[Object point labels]

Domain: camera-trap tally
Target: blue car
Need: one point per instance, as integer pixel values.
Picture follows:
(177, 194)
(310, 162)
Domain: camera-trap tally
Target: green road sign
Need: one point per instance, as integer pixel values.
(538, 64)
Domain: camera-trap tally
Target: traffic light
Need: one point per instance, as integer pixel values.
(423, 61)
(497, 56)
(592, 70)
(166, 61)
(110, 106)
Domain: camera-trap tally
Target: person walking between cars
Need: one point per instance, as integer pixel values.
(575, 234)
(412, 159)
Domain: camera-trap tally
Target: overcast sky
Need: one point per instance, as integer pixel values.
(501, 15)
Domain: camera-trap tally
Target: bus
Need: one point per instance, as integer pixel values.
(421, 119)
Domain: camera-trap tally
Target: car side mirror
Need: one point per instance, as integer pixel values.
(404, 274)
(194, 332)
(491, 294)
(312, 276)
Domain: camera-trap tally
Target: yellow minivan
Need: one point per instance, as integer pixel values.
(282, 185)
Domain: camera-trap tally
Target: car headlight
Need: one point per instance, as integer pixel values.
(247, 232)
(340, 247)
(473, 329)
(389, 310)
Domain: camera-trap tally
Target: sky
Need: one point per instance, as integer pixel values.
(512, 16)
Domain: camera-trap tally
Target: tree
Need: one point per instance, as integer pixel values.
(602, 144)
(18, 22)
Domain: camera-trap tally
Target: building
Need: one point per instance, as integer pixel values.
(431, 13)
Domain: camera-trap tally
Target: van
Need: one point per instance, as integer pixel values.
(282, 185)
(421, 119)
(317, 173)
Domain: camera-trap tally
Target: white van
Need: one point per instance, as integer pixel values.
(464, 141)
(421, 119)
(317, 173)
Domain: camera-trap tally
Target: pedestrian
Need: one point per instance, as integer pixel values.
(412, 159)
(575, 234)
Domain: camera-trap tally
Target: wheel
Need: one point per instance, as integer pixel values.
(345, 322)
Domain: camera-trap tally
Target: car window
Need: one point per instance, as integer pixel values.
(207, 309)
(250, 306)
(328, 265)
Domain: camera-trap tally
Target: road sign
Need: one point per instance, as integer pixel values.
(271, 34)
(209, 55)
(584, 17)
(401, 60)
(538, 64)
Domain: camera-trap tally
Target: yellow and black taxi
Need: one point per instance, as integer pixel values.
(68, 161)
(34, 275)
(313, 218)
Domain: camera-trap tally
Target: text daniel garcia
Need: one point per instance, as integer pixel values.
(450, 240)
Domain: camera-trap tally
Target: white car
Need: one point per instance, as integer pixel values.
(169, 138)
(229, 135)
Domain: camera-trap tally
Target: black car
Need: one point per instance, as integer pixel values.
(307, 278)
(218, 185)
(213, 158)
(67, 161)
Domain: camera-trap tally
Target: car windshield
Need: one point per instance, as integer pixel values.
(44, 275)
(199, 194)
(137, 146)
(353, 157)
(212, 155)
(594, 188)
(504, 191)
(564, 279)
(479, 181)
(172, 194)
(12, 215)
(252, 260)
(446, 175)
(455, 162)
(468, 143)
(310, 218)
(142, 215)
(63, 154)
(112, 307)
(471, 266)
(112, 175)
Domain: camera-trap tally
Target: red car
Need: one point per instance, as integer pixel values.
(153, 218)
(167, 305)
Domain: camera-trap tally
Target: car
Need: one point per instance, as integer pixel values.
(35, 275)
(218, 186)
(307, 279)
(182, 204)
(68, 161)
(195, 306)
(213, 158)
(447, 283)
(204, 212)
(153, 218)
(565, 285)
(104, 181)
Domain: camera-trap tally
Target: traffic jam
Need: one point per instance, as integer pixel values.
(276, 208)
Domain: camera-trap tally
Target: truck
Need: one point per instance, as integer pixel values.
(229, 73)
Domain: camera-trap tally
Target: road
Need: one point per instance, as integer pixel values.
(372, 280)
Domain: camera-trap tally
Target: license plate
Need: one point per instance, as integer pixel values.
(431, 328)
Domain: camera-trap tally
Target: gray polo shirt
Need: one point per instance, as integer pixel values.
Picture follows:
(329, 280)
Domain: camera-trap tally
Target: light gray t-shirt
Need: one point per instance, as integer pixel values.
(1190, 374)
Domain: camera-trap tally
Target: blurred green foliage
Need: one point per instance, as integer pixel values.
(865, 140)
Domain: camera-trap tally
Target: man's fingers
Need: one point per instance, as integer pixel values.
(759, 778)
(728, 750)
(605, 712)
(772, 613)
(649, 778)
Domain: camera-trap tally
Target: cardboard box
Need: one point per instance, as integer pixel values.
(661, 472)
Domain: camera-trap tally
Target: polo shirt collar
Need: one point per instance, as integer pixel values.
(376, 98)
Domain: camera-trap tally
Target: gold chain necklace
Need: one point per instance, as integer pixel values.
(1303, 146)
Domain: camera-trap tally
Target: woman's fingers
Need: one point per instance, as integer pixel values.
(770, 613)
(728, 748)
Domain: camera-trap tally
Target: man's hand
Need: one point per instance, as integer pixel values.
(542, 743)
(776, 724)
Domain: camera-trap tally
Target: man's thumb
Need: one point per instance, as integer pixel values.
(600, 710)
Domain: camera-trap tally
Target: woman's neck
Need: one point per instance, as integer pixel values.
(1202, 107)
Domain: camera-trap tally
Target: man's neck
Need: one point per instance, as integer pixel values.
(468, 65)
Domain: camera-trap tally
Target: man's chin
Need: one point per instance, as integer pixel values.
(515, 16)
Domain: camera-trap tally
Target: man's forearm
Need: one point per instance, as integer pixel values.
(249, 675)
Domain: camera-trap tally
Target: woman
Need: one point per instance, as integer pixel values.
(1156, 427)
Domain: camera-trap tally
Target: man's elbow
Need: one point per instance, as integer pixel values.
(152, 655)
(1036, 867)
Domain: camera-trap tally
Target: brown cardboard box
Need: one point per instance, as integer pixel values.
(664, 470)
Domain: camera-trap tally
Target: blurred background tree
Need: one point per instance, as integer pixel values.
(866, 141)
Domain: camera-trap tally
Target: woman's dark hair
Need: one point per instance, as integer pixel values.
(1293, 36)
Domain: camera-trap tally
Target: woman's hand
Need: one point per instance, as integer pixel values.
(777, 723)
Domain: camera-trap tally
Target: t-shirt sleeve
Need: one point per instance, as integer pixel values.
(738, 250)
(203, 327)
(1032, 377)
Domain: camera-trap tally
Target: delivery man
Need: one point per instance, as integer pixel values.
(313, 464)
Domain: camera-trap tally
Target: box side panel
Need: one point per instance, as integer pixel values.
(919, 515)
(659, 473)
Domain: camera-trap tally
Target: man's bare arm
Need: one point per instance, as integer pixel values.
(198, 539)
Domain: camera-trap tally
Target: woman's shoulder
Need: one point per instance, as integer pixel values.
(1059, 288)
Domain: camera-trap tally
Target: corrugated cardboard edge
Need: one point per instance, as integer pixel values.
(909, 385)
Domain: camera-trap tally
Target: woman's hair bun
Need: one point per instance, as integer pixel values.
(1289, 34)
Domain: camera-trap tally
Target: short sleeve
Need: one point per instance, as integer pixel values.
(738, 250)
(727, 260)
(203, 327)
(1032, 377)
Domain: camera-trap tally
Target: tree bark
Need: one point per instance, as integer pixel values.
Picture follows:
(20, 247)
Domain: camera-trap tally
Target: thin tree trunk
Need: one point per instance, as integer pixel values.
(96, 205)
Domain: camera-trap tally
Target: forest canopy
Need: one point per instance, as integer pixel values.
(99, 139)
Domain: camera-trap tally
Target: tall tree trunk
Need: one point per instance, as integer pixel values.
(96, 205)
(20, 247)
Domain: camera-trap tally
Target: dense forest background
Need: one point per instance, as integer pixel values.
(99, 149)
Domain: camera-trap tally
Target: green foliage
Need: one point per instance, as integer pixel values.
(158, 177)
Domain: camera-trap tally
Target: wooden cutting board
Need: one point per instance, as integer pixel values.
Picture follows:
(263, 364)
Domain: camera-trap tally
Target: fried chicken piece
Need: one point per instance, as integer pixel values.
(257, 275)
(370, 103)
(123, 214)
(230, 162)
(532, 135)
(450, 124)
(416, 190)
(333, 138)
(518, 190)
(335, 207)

* **Description of the task**: Please count how many lines in the rows contain the string "cardboard", treating case as significant, and give only the number.

* **Worked answer**: 3